Reproduce the data below line for line, keeping every character unchanged.

==*==

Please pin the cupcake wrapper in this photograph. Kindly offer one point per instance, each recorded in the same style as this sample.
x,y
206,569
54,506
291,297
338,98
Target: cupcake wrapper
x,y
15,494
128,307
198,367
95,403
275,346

==*==

### [FULL ANSWER]
Please pin the cupcake wrapper in this photograph. Kindly offer one point per instance, each recorded in the same style as this sample.
x,y
206,569
54,506
291,297
338,98
Target: cupcake wrapper
x,y
15,494
128,307
198,367
95,403
275,346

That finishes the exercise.